▶ **MATERIAL SUPPLIED**
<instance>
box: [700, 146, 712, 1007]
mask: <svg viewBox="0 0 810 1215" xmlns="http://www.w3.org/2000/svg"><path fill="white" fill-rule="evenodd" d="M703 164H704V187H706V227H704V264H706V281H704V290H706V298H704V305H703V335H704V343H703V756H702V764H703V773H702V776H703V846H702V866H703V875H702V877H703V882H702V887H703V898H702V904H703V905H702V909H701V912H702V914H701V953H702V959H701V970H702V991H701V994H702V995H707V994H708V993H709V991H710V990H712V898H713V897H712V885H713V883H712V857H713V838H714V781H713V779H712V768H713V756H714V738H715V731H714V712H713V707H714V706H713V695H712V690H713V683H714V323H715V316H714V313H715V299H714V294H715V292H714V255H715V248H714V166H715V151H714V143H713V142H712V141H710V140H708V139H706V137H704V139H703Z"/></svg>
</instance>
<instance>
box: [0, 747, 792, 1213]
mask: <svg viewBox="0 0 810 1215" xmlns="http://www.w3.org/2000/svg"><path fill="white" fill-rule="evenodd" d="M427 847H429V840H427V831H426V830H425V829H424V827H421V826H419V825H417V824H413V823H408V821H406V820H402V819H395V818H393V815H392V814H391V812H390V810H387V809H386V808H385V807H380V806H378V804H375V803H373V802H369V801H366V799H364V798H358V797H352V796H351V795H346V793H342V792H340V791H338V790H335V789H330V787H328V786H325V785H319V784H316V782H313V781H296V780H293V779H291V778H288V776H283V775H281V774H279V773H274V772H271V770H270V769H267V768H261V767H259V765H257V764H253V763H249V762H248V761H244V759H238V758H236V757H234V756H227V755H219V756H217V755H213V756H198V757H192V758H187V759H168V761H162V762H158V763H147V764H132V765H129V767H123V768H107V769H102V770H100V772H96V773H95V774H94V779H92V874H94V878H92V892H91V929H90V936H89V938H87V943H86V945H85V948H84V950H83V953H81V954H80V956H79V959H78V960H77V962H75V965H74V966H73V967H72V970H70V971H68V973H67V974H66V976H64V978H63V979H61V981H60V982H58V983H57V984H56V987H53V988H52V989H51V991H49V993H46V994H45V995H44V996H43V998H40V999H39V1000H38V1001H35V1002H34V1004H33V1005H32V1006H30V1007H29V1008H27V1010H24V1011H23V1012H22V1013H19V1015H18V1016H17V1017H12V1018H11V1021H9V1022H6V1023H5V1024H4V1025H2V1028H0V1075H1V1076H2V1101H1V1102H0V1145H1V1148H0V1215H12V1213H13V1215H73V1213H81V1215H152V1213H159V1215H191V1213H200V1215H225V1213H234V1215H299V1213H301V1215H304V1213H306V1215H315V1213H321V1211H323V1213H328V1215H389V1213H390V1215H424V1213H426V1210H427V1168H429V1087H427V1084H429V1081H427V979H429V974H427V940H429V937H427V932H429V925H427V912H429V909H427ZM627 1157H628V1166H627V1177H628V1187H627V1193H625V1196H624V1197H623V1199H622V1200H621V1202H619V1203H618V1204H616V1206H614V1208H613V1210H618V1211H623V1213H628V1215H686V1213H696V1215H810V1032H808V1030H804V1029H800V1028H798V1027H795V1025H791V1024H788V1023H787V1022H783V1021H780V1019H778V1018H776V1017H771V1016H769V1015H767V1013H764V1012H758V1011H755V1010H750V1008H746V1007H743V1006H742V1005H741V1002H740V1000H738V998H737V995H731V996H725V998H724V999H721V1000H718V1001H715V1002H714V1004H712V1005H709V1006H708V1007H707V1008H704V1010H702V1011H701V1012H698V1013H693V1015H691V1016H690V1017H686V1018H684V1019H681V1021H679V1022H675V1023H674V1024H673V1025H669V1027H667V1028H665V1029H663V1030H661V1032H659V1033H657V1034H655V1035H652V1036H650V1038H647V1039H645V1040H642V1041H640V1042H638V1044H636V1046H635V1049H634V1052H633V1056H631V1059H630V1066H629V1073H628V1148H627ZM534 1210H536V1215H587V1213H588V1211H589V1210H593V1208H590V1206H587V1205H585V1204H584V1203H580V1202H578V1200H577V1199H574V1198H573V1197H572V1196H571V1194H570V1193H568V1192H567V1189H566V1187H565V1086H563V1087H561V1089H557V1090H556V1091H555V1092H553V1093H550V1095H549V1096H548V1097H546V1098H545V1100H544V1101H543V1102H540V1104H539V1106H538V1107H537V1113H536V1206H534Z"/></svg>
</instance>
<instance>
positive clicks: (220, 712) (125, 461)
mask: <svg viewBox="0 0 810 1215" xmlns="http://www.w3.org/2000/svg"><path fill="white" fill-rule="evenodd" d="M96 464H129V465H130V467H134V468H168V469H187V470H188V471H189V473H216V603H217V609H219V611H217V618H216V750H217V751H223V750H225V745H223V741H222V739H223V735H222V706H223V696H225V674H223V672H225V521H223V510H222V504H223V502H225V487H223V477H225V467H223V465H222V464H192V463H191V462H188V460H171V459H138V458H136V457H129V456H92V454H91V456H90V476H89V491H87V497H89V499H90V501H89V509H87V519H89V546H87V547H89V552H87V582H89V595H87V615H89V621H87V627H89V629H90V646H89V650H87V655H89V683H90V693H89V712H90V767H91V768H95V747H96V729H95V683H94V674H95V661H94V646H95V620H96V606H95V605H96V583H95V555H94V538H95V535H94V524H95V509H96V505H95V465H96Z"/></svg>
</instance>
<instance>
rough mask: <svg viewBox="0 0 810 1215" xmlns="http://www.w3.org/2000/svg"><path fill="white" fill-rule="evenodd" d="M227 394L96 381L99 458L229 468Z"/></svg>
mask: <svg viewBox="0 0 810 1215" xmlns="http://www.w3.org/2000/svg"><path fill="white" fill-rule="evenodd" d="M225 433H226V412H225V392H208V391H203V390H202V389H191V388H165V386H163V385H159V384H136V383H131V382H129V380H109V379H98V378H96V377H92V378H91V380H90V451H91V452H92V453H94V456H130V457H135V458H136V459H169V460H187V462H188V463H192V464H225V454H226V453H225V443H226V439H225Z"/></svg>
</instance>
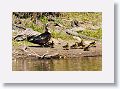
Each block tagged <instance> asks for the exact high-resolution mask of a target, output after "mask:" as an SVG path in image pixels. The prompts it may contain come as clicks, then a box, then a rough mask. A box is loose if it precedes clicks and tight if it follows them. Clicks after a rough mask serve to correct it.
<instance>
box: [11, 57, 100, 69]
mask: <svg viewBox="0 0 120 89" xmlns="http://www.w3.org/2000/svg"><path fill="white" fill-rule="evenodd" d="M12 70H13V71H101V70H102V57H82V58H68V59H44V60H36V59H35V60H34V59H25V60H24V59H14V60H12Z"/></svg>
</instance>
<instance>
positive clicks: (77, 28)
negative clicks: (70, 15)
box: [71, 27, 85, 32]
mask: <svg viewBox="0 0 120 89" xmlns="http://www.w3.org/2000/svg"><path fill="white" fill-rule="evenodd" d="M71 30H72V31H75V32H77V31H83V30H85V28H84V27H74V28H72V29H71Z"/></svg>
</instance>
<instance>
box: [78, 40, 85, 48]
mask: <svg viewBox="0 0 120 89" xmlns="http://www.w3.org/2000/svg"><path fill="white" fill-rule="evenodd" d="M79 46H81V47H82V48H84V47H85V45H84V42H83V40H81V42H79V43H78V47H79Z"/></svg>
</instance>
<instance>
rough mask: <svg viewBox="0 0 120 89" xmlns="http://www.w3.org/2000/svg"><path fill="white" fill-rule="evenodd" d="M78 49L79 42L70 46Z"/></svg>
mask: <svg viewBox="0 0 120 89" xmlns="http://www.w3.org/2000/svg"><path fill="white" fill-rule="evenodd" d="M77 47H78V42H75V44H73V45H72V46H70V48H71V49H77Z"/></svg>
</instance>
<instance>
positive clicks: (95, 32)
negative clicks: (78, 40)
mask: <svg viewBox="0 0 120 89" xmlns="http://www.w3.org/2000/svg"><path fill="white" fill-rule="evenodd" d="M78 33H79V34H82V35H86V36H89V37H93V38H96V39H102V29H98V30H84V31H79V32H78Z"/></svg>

==

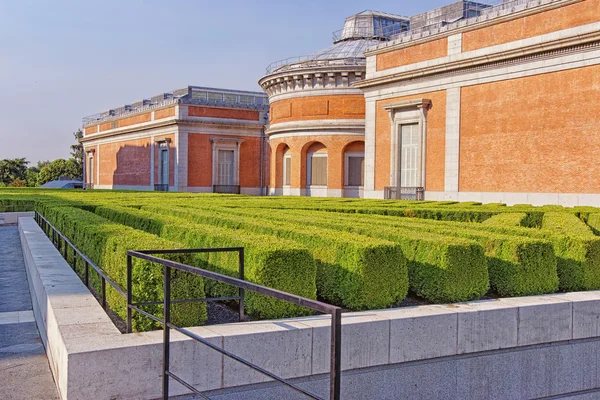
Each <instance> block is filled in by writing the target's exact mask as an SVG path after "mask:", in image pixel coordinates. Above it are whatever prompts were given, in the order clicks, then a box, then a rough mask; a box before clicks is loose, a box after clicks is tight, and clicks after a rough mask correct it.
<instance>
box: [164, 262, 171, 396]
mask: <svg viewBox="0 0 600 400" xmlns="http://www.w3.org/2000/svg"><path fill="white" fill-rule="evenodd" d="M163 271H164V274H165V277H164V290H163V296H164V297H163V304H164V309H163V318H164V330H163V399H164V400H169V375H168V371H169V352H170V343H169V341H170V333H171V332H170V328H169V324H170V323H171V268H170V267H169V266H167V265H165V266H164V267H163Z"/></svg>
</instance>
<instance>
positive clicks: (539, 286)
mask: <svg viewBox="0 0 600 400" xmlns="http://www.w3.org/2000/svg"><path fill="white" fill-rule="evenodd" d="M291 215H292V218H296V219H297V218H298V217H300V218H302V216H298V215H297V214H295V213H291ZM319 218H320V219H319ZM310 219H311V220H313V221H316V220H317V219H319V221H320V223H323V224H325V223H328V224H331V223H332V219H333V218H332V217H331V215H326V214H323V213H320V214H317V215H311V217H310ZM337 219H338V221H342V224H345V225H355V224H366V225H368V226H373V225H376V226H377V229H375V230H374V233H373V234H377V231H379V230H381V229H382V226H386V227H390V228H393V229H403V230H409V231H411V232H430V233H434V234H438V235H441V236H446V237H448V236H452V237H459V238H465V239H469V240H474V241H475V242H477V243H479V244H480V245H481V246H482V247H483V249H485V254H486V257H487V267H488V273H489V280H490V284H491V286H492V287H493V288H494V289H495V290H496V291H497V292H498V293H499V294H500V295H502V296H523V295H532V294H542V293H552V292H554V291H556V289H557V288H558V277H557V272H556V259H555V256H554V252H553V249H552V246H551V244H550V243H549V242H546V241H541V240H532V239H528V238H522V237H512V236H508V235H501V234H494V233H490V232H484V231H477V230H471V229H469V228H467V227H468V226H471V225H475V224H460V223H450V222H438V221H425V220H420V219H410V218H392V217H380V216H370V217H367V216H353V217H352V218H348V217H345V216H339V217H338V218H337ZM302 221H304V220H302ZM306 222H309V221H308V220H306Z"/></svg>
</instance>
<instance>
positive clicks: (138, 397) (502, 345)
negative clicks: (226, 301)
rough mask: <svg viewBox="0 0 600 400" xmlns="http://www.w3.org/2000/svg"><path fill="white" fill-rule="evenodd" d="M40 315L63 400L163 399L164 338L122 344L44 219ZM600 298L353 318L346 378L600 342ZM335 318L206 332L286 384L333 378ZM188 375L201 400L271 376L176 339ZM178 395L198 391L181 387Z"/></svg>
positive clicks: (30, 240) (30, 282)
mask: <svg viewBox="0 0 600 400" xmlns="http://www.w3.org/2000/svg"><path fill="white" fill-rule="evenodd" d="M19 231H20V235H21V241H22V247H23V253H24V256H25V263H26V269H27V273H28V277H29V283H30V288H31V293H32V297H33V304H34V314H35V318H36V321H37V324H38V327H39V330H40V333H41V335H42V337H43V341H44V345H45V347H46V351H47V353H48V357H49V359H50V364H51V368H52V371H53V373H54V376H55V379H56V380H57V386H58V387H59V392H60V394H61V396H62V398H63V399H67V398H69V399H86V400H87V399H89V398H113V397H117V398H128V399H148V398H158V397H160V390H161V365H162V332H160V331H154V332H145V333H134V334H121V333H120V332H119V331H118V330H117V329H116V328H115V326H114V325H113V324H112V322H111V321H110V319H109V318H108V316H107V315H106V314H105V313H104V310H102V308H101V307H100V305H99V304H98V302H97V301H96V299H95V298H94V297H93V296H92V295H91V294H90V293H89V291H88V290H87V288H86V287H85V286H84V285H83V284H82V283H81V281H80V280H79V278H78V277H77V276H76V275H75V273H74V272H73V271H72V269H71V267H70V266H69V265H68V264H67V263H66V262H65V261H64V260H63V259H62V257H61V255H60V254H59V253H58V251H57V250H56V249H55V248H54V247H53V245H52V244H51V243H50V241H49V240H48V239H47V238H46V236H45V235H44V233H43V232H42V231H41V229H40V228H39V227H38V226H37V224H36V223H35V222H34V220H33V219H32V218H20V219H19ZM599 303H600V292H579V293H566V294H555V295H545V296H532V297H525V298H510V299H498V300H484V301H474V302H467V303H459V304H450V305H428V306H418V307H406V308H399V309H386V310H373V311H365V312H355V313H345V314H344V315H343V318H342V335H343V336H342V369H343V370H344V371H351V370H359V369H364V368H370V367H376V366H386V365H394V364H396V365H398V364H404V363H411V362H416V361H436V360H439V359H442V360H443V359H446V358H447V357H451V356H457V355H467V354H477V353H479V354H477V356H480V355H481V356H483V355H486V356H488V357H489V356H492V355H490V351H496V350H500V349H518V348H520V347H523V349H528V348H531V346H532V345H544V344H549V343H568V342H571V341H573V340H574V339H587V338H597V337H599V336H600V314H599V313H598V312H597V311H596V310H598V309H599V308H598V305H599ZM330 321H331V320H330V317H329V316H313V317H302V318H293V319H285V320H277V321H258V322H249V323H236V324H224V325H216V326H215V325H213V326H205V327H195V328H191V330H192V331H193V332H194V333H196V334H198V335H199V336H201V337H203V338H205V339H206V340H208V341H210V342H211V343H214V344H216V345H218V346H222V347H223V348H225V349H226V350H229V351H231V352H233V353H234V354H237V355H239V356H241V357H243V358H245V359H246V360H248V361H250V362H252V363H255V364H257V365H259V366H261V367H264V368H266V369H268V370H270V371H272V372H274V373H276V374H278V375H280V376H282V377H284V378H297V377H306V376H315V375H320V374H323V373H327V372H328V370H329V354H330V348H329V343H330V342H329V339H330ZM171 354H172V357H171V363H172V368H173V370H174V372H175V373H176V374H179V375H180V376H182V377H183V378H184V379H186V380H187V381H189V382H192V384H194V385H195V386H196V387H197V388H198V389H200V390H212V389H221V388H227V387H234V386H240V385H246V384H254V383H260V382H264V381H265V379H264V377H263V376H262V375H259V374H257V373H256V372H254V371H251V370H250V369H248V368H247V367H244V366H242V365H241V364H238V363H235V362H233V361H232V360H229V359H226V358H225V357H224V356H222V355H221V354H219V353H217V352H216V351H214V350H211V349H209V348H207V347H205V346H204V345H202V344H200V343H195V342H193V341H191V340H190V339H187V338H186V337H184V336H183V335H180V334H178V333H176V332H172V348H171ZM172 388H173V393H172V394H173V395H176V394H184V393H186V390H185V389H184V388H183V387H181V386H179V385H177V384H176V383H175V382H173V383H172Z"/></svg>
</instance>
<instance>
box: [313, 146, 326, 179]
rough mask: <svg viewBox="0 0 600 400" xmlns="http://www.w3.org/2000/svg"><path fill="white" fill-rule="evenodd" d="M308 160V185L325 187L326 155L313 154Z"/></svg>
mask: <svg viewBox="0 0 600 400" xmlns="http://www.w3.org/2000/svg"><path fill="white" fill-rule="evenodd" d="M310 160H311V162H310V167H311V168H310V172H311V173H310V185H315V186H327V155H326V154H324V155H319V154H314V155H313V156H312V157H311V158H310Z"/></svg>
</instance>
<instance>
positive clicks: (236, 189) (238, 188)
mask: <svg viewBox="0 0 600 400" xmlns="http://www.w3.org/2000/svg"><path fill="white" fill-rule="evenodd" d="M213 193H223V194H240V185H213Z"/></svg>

▶ **WHAT THE TASK ASKS**
Copy out, with no changes, the lines from the line with "Each <instance> block" to the line with "box: [164, 262, 171, 396]".

▶ **EXPECTED ANSWER**
Each <instance> block is filled in by writing the target's exact mask as an SVG path after "mask:", in image pixel coordinates. Above it are whatever prompts were given, in the order clicks, then a box, then a rough mask; a box before clicks is loose, a box after clicks is tight, and clicks after a rough mask correct it.
<instance>
box: [164, 262, 171, 396]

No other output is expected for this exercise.